> [Work instruction] Make an exact copy of all the records.

> [Supplied entries]
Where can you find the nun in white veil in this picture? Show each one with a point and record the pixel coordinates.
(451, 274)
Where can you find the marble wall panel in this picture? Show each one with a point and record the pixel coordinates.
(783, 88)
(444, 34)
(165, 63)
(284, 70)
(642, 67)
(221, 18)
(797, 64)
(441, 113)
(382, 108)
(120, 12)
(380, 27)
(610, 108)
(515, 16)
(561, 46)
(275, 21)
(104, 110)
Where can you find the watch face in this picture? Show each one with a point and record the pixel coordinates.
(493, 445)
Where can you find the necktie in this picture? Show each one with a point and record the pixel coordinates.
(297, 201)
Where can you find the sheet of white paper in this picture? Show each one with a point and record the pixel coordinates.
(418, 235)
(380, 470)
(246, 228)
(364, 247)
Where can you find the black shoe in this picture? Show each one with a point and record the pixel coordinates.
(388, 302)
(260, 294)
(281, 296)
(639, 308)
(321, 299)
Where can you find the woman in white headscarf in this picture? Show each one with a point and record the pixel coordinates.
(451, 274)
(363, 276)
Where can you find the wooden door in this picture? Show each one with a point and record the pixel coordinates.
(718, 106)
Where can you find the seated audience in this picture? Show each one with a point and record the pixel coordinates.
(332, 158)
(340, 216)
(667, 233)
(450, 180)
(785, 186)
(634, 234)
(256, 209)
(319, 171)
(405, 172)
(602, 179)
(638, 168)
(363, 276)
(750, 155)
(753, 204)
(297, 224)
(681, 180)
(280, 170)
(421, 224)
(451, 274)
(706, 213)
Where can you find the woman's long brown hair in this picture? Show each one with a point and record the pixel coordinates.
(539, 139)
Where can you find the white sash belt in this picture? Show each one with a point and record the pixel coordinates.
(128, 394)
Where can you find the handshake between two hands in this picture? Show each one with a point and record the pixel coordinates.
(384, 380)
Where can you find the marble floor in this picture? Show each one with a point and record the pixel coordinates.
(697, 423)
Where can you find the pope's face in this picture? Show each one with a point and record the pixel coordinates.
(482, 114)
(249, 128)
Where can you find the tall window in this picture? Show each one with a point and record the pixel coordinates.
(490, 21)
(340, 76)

> [Your response]
Where can you find the nun in white veil in this picture? Show each one with a point and record the pixel coordinates.
(451, 274)
Where can you find the marble wall panel in this picture? Show each one with a point and record the pixel coordinates.
(783, 88)
(444, 34)
(165, 63)
(284, 70)
(642, 67)
(221, 18)
(797, 64)
(441, 113)
(382, 108)
(120, 12)
(380, 27)
(610, 108)
(515, 16)
(561, 46)
(275, 21)
(104, 110)
Where can you find the watch face in this picture? Show each one with a point and record the pixel coordinates.
(493, 445)
Where can you find the necktie in this picture? Show each one with a point and record the pixel coordinates.
(297, 201)
Where can you find the sheet of white paper in this picture? Show each one with a point and record the pixel coordinates.
(418, 235)
(380, 470)
(246, 228)
(364, 247)
Where can you find the black shoe in this picture? Show each one with a point and record the pixel coordinates.
(388, 302)
(260, 294)
(281, 296)
(639, 308)
(321, 299)
Where can you find the woman in white headscarf in this picture? Show each one with a point and record the pixel coordinates.
(451, 274)
(363, 276)
Where can you find the wooden door in this picture? Show each one with a point and record the pixel coordinates.
(718, 106)
Where can you find the seated audience in this picture? Show each one with a point and record the pixel coordinates.
(332, 158)
(340, 216)
(667, 233)
(450, 180)
(785, 186)
(634, 234)
(256, 209)
(319, 171)
(405, 172)
(602, 179)
(638, 168)
(363, 276)
(750, 155)
(753, 204)
(297, 224)
(681, 180)
(280, 170)
(421, 224)
(451, 274)
(706, 213)
Where can you find the woman's long brown hair in this picture? Show each one with a point and record the pixel coordinates.
(539, 139)
Where can you find the white sash belt in this picture? Show each one with a point and record the pixel coordinates.
(128, 394)
Where can you find the handshake between two hands in this picture? Show each one with a point and record the pixel coordinates.
(384, 380)
Where can you find the marble floor in this picture? Show each one with a point and record the pixel coordinates.
(697, 423)
Where can you find the pope's face in this picture? Show each one with a point and record the pixel coordinates.
(482, 114)
(249, 128)
Where can you find the tall window in this picture? Show each one with a point and record the pixel coordinates.
(490, 21)
(340, 76)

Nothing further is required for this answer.